(Supplied records)
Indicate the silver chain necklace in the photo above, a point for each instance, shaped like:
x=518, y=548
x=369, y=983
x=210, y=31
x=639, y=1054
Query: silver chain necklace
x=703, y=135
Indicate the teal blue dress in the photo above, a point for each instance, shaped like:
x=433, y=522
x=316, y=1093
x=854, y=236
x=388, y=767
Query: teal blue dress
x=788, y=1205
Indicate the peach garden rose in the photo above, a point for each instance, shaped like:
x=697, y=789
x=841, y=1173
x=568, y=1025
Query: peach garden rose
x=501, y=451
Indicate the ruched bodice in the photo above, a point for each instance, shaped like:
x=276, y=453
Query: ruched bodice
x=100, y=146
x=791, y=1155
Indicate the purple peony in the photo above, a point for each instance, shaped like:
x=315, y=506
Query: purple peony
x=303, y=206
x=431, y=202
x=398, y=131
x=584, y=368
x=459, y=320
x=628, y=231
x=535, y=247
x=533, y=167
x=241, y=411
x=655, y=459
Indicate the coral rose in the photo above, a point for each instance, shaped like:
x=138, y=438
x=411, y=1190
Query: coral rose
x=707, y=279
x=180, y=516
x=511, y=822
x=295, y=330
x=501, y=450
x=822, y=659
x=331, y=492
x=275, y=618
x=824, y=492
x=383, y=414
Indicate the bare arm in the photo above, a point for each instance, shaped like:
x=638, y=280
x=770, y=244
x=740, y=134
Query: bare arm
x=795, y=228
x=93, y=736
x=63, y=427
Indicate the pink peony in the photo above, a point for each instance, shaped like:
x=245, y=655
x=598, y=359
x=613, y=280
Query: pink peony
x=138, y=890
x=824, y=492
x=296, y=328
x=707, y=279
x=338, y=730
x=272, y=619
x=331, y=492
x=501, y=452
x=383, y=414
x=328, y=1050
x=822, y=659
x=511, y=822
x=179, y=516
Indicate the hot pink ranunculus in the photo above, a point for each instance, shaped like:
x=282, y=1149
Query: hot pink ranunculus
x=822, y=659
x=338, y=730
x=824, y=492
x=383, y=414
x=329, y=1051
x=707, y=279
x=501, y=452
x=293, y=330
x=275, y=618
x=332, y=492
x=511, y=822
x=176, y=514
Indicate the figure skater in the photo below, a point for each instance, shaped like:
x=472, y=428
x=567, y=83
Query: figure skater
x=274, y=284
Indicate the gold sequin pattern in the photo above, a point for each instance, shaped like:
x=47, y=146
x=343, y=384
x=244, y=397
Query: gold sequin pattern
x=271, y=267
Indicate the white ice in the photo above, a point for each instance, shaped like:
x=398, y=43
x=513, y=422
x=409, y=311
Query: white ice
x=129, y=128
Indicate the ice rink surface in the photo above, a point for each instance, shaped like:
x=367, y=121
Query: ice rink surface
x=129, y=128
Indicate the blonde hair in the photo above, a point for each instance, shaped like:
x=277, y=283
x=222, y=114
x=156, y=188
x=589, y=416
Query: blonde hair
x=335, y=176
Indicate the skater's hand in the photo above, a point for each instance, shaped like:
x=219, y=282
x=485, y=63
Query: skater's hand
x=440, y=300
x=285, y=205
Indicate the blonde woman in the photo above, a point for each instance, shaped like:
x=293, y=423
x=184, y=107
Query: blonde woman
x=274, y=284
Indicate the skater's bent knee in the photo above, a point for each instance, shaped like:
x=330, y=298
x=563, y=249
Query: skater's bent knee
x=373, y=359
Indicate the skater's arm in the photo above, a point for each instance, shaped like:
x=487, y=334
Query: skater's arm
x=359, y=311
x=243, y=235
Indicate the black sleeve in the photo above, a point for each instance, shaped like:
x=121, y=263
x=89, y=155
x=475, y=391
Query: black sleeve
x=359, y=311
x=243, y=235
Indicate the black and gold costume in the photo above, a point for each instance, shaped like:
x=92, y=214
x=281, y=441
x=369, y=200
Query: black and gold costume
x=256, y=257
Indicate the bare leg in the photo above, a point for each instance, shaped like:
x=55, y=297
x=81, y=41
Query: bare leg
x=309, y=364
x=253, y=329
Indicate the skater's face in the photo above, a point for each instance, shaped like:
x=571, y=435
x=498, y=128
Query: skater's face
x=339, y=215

(Task prompt) Can you rewrite the listing above as a numbered list, one line per item, with every line included and blank lines left out?

(Solution)
1. Indicate the silver chain necklace in the photo above, a point for each instance, shaped like:
2. x=518, y=548
3. x=369, y=983
4. x=210, y=31
5. x=639, y=1054
6. Query: silver chain necklace
7. x=703, y=135
8. Indicate the teal blue dress in the photo above, a point for each instance, shaped like:
9. x=433, y=522
10. x=316, y=1093
11. x=854, y=236
12. x=388, y=767
13. Query: teal blue dress
14. x=788, y=1205
15. Indicate the peach garden rose in the photo above, a point for each instance, shaped like:
16. x=697, y=789
17. x=841, y=1173
18. x=568, y=1025
19. Query: peach garden rose
20. x=501, y=451
21. Indicate the ruched bodice in the photo above, a point for each instance, shaped like:
22. x=276, y=453
23. Query: ruched bodice
24. x=100, y=146
25. x=791, y=1155
26. Indicate the purple peony in the photo above, a point for each instance, shaped like:
27. x=315, y=506
28. Query: purple peony
29. x=303, y=206
30. x=431, y=202
31. x=398, y=131
32. x=584, y=368
33. x=459, y=320
34. x=628, y=231
35. x=535, y=247
36. x=533, y=167
37. x=241, y=411
38. x=655, y=459
39. Indicate the coral rose in the photo above, a point for each instance, shaped like:
40. x=138, y=438
41. x=411, y=1190
42. Query: coral rose
43. x=707, y=279
44. x=180, y=516
45. x=511, y=822
46. x=295, y=330
47. x=501, y=450
48. x=822, y=659
49. x=331, y=492
50. x=275, y=618
51. x=824, y=492
52. x=383, y=414
53. Indicate the bare arm in the photo above, a point for each instance, shaped like:
54. x=638, y=280
55. x=770, y=244
56. x=740, y=134
57. Query: bare arm
58. x=795, y=228
59. x=93, y=736
60. x=63, y=427
61. Indicate the pink peony in the photo above, a point for each instance, shaped like:
62. x=245, y=655
63. x=598, y=359
64. x=613, y=280
65. Query: pink peony
66. x=138, y=890
67. x=824, y=492
68. x=296, y=328
69. x=707, y=279
70. x=338, y=730
71. x=272, y=619
72. x=331, y=492
73. x=501, y=452
74. x=383, y=414
75. x=328, y=1050
76. x=822, y=659
77. x=511, y=822
78. x=179, y=516
79. Indicate the hot pink ranunculus in the photo above, a point for each instance, shaped like:
80. x=282, y=1149
81. Query: hot pink ranunculus
82. x=822, y=659
83. x=338, y=730
84. x=824, y=492
85. x=383, y=414
86. x=329, y=1051
87. x=707, y=279
88. x=501, y=452
89. x=293, y=330
90. x=275, y=618
91. x=332, y=492
92. x=511, y=822
93. x=176, y=514
94. Indicate the figure skater in the photo below, a point for each instance, shaped like:
95. x=472, y=428
96. x=567, y=83
97. Query: figure skater
98. x=274, y=284
99. Indicate the gold sequin pattern in the photo above, a point for each instance, shaped like:
100. x=47, y=146
101. x=343, y=384
102. x=244, y=397
103. Query: gold sequin pattern
104. x=271, y=267
105. Indicate the white ice in the photo above, a point for each instance, shaped like:
106. x=398, y=43
107. x=513, y=422
108. x=409, y=311
109. Query: white ice
110. x=129, y=128
111. Indicate the ice rink surface in the photo above, a point for each instance, shaped like:
112. x=367, y=121
113. Query: ice rink surface
114. x=129, y=128
115. Indicate the blonde hair in the photo above, a point for each instance, shaped like:
116. x=277, y=283
117. x=222, y=114
118. x=156, y=188
119. x=589, y=416
120. Query: blonde hair
121. x=335, y=176
122. Indicate the skater's hand in the photo above, a point for each instance, shaped like:
123. x=219, y=282
124. x=485, y=63
125. Query: skater's hand
126. x=440, y=300
127. x=285, y=205
128. Indicate the blonde woman in the photo above, a point for each instance, shaped like:
129. x=293, y=423
130. x=184, y=107
131. Query: blonde woman
132. x=274, y=284
133. Indicate the skater's bent knee in the photo above, a point for each instance, shaped like:
134. x=330, y=298
135. x=563, y=249
136. Query: skater's bent knee
137. x=373, y=359
138. Indicate the skater's arm in the photo above, a point for each instance, shaped like:
139. x=487, y=334
140. Query: skater's arm
141. x=359, y=311
142. x=243, y=235
143. Indicate the black sleeve in the photo above, a point for each instance, shaped like:
144. x=121, y=263
145. x=89, y=155
146. x=475, y=391
147. Query: black sleeve
148. x=359, y=311
149. x=243, y=235
150. Indicate the black and gold costume in the photo above, a point for each instance, shaped like:
151. x=92, y=214
152. x=281, y=441
153. x=369, y=200
154. Query: black and gold costume
155. x=256, y=257
156. Indicate the bare leg in the photo above, a point for each instance, shaped like:
157. x=55, y=297
158. x=81, y=41
159. Query: bare leg
160. x=309, y=364
161. x=253, y=329
162. Indicate the skater's face in the photo above, a point for each instance, shaped like:
163. x=571, y=435
164. x=498, y=128
165. Query: skater's face
166. x=339, y=215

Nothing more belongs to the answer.